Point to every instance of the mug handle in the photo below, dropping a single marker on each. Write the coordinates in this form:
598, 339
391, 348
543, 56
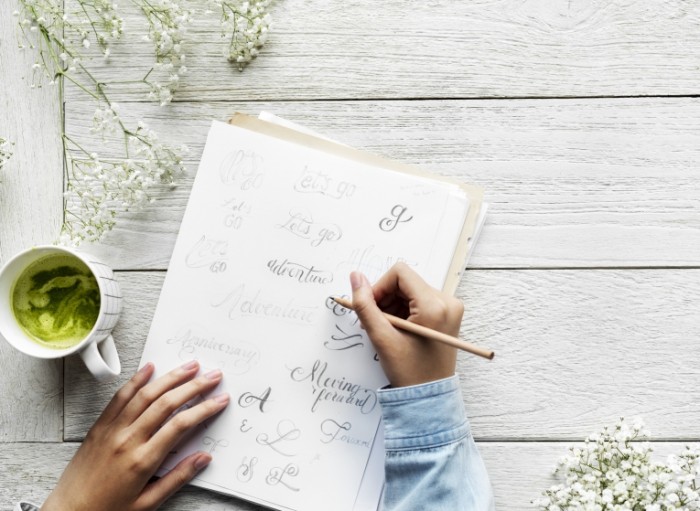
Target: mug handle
103, 361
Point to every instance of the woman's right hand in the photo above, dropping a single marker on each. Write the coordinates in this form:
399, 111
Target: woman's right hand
407, 359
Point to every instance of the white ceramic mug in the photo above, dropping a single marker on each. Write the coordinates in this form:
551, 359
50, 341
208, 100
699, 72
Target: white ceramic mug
97, 349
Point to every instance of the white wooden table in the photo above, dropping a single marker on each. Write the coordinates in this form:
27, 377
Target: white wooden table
581, 120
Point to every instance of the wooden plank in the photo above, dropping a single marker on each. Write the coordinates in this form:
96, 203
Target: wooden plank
446, 48
575, 349
31, 210
518, 472
571, 183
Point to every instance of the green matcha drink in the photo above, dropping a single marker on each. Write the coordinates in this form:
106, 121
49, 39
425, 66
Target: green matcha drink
56, 301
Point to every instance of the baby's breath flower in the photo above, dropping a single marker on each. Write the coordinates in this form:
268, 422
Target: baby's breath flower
245, 25
615, 472
168, 24
98, 191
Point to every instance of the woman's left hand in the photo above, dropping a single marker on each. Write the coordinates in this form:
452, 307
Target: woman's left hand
130, 440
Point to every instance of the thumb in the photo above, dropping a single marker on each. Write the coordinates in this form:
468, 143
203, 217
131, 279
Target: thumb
158, 492
366, 308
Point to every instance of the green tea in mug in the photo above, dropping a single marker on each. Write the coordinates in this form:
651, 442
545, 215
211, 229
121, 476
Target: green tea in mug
56, 301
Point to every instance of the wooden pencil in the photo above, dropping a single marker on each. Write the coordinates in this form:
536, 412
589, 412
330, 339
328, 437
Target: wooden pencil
426, 332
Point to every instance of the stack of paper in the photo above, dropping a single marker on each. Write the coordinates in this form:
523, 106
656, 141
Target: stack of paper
277, 219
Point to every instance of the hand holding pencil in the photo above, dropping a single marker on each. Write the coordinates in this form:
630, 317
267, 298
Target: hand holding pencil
407, 358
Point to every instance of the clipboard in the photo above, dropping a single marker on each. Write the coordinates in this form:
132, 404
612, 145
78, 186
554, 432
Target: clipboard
474, 193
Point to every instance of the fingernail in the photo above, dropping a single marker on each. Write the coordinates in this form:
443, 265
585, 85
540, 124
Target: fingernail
222, 398
202, 461
214, 375
189, 365
145, 368
356, 280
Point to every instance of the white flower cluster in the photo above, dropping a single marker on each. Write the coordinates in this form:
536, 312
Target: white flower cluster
168, 22
60, 34
98, 190
614, 472
245, 26
5, 151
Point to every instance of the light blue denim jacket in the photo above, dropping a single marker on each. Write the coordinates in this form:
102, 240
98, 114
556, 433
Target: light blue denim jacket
432, 463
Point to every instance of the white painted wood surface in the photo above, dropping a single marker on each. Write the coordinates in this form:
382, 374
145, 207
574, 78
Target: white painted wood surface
586, 279
575, 349
519, 471
571, 183
31, 209
322, 49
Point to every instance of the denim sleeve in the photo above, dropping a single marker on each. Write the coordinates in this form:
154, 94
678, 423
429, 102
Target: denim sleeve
432, 461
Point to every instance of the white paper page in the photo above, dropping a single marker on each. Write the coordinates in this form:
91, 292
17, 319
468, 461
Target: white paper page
373, 479
270, 231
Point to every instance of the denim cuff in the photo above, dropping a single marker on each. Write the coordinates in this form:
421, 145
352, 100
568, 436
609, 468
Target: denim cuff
423, 416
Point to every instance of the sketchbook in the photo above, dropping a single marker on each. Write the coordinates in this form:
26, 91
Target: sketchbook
276, 221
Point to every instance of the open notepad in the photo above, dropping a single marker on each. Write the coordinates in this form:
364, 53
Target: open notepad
276, 221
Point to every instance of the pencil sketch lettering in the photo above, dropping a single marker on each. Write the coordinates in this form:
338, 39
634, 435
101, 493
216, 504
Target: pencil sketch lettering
244, 473
344, 340
243, 169
371, 262
239, 304
214, 443
248, 398
335, 390
321, 183
236, 212
281, 475
336, 308
208, 252
333, 431
299, 272
287, 433
330, 429
397, 216
302, 225
233, 356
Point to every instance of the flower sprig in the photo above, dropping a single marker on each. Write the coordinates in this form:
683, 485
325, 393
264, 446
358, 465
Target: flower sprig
245, 26
168, 25
613, 471
97, 191
5, 151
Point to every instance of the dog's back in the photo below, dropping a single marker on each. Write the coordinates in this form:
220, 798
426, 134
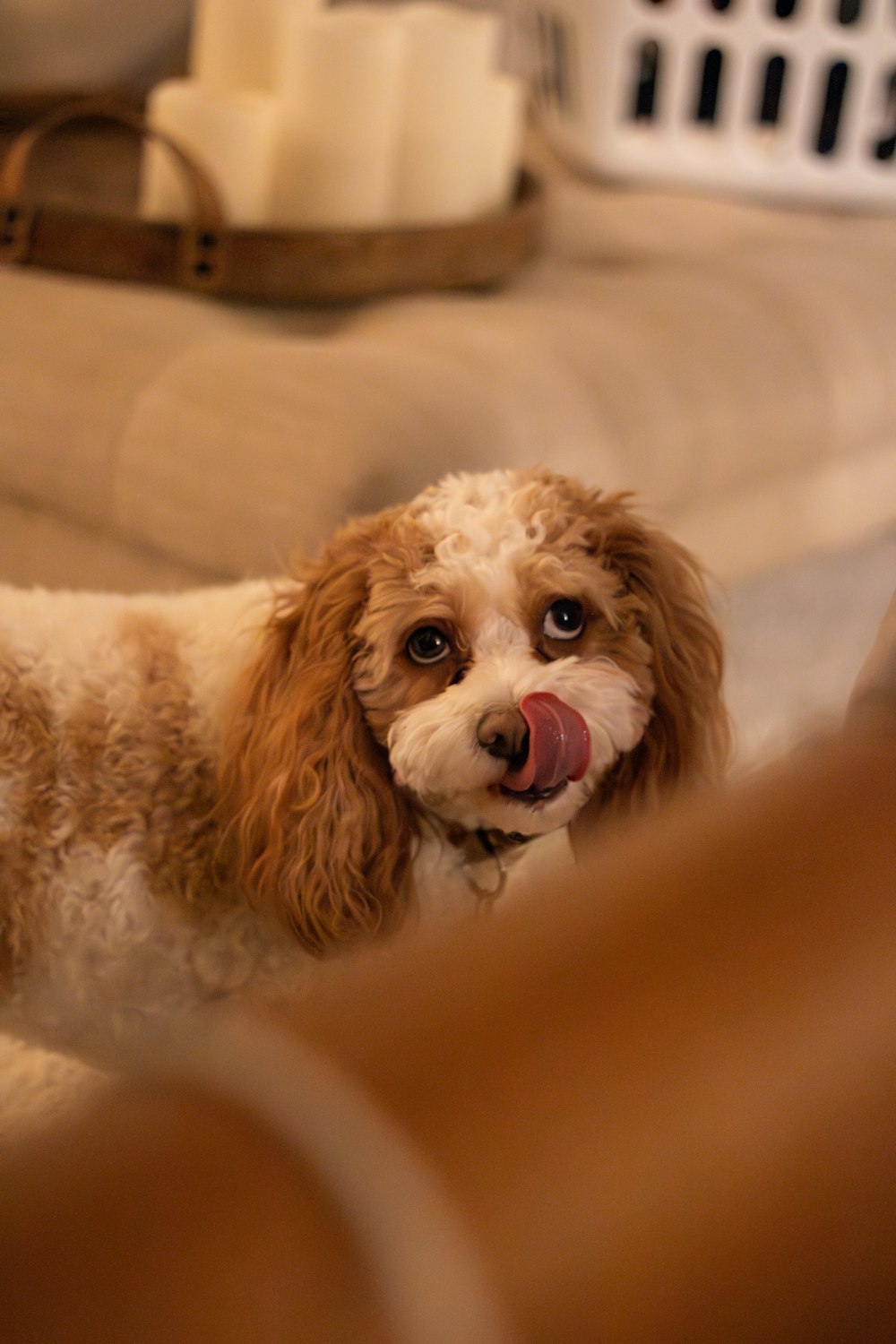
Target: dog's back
112, 900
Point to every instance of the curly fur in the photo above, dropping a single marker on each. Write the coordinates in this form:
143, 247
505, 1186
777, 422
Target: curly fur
199, 790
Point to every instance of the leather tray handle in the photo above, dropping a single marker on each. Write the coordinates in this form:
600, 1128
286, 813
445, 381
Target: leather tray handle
203, 239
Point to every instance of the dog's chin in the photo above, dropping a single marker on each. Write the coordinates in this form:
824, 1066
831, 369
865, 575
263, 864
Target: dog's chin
495, 808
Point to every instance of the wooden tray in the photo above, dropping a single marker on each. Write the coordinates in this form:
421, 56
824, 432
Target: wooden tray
261, 265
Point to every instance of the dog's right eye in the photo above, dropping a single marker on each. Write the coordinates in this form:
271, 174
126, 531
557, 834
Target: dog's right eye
429, 644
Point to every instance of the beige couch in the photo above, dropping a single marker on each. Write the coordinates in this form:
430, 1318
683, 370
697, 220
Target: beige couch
734, 365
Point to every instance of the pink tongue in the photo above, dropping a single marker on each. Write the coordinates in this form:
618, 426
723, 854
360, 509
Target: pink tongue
559, 745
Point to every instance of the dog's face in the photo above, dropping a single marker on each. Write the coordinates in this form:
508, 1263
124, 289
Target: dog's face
501, 671
504, 653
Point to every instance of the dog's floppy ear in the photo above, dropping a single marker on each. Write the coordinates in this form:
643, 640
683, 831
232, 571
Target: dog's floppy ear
686, 739
314, 824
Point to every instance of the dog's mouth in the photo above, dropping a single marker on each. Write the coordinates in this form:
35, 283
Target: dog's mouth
557, 749
532, 795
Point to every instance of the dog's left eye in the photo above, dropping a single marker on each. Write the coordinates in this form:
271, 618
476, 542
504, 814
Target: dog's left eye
563, 620
429, 644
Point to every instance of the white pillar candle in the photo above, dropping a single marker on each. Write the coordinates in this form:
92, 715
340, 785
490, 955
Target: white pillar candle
339, 120
503, 136
231, 136
236, 43
450, 59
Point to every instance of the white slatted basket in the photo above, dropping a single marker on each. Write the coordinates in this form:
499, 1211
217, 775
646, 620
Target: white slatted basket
786, 99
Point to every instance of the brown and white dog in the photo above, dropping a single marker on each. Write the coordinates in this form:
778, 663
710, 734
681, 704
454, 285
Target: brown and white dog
198, 792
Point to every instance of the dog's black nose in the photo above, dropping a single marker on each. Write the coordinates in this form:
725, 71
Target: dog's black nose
504, 734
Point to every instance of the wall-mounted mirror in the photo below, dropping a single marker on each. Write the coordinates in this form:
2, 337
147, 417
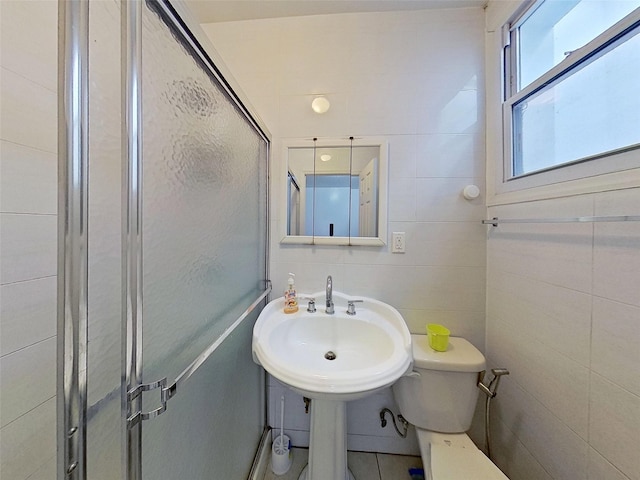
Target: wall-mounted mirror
336, 191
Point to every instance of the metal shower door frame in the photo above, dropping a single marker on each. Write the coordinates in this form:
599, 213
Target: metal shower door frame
72, 317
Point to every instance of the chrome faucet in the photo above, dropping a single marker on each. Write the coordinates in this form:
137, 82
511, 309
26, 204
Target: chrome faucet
330, 310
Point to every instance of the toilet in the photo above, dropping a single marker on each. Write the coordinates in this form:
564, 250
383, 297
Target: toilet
439, 398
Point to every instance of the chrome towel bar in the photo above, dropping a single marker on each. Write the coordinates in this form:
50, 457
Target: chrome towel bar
495, 221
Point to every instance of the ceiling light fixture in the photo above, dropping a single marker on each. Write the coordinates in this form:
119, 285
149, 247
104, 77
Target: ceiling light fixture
320, 104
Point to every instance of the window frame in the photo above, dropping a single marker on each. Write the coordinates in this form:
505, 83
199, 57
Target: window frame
617, 160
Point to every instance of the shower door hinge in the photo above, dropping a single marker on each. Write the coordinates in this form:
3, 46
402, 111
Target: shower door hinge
165, 395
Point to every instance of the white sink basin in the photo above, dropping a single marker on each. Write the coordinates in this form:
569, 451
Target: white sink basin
335, 356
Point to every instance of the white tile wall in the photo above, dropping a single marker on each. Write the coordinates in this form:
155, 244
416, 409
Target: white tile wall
415, 78
563, 315
28, 226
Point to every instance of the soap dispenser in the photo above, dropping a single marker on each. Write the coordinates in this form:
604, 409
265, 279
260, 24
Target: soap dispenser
290, 297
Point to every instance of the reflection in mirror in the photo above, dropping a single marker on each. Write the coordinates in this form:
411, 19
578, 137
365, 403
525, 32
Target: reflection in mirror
336, 192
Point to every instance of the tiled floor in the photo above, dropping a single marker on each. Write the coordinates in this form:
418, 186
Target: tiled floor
364, 466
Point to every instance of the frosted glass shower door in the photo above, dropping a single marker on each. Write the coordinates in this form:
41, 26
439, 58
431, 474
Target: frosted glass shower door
204, 232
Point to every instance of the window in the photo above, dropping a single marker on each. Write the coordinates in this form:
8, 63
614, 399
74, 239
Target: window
572, 84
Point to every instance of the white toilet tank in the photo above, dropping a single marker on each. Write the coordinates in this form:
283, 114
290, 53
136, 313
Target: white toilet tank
442, 396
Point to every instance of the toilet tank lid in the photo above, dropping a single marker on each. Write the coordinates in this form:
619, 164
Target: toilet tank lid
461, 355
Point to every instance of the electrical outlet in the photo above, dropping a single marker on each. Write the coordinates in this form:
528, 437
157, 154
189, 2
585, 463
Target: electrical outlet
397, 242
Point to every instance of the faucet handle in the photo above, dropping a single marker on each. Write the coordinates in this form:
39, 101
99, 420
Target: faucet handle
311, 307
351, 306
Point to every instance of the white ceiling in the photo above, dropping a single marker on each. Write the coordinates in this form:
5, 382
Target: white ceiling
210, 11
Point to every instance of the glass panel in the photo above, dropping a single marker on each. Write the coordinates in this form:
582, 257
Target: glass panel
104, 363
561, 26
591, 111
204, 235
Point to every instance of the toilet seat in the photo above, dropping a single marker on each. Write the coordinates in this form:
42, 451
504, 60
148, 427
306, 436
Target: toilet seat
455, 457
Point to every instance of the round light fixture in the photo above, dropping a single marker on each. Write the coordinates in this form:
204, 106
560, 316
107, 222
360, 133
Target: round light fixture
320, 104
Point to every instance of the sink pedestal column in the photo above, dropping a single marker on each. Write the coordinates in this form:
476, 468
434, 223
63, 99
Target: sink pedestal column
327, 442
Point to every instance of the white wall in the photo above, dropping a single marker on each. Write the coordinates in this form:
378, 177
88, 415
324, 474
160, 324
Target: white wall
563, 314
28, 226
417, 79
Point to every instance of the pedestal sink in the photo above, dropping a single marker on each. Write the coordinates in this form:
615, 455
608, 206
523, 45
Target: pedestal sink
332, 359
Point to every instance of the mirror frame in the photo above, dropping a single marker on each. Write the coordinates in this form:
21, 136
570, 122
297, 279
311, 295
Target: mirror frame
383, 191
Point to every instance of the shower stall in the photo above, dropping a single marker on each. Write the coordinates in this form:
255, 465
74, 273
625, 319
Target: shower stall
163, 242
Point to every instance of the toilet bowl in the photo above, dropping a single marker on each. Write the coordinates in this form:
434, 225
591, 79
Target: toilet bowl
439, 397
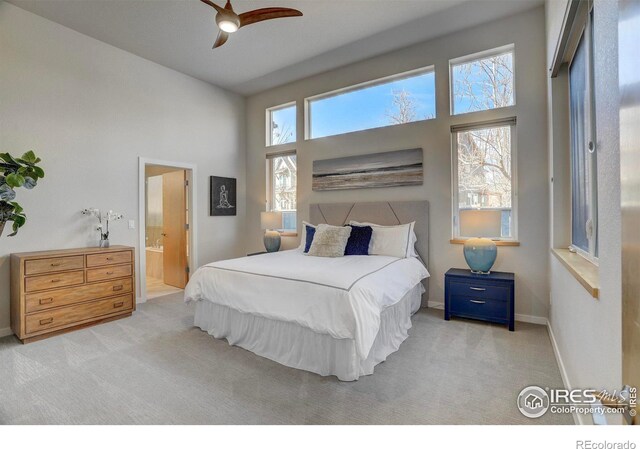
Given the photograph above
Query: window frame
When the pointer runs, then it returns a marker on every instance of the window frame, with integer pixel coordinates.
(269, 157)
(268, 122)
(586, 32)
(455, 208)
(360, 86)
(509, 48)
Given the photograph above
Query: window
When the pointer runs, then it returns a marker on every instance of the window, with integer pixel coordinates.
(482, 81)
(583, 157)
(281, 124)
(282, 174)
(403, 98)
(484, 184)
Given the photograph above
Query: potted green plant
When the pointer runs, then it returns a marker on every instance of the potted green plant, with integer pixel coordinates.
(14, 173)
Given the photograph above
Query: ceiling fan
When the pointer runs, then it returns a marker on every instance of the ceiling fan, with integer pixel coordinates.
(229, 22)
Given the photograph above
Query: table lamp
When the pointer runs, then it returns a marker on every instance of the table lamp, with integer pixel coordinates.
(270, 221)
(480, 252)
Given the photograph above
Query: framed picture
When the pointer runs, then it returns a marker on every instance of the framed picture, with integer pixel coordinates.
(222, 196)
(389, 169)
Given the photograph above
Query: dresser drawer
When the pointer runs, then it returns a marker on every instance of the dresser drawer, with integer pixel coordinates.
(66, 296)
(479, 290)
(42, 266)
(45, 282)
(69, 316)
(471, 307)
(97, 260)
(108, 272)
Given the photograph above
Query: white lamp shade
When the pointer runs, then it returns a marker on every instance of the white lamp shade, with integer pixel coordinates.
(480, 223)
(271, 220)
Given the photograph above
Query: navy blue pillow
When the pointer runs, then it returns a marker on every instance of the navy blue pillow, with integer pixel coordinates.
(358, 243)
(310, 232)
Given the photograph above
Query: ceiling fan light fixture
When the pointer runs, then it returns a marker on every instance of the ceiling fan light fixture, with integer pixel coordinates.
(228, 26)
(228, 22)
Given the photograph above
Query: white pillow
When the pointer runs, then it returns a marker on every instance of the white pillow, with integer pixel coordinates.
(395, 241)
(303, 240)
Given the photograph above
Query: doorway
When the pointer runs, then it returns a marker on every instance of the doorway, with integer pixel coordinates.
(167, 233)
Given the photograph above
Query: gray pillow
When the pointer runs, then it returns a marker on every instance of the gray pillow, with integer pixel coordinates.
(330, 241)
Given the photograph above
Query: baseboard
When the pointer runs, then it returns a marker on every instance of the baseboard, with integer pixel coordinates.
(577, 418)
(519, 317)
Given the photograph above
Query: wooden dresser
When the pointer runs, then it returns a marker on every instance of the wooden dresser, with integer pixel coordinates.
(58, 291)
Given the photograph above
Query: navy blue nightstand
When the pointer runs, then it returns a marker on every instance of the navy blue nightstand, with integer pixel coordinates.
(488, 297)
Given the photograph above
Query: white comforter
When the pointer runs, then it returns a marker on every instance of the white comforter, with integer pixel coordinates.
(342, 296)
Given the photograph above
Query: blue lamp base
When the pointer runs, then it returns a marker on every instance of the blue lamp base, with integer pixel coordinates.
(272, 241)
(480, 254)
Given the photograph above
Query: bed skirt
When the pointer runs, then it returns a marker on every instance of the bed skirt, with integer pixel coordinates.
(299, 347)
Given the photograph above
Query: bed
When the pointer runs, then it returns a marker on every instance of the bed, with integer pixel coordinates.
(331, 316)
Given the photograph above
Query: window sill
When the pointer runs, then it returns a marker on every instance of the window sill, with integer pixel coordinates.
(497, 242)
(584, 271)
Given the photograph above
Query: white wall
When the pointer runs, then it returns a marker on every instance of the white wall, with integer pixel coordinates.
(588, 331)
(90, 110)
(529, 261)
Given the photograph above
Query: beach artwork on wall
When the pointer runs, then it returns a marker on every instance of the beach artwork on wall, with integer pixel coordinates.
(389, 169)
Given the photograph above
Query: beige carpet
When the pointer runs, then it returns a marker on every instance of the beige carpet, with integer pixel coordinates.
(156, 368)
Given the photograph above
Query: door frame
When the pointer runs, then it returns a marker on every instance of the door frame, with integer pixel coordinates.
(191, 172)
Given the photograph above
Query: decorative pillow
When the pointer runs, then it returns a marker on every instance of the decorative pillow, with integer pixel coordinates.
(395, 241)
(303, 241)
(309, 233)
(358, 243)
(329, 241)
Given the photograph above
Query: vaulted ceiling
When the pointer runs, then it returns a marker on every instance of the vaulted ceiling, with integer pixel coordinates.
(179, 33)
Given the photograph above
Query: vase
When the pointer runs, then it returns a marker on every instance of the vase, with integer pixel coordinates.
(480, 254)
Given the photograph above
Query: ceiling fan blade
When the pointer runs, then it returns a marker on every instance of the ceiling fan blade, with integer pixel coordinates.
(222, 38)
(258, 15)
(213, 5)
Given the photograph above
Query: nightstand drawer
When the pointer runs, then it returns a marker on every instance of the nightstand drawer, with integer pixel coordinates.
(479, 289)
(468, 306)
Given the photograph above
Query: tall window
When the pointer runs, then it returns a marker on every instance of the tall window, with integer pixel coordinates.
(282, 176)
(583, 155)
(402, 98)
(482, 81)
(484, 181)
(281, 124)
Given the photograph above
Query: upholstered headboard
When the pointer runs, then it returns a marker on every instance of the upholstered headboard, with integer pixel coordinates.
(383, 213)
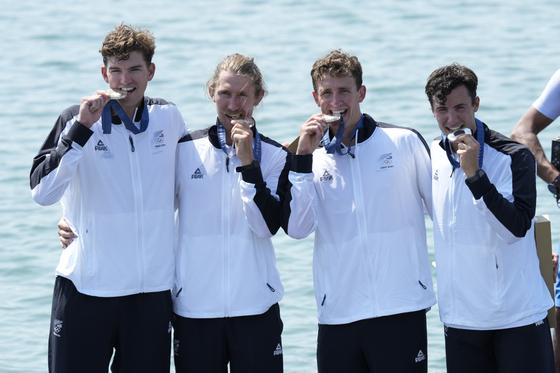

§ Your goal
Locate each line of the items above that contains the string "lettering" and copy those lines out. Case counts.

§ Answer to the problem
Point to every instance of the pencil sketch lettering in the photo above, dropping a single marker on each. Write the coordinates in this form:
Target: pencil sketch lettering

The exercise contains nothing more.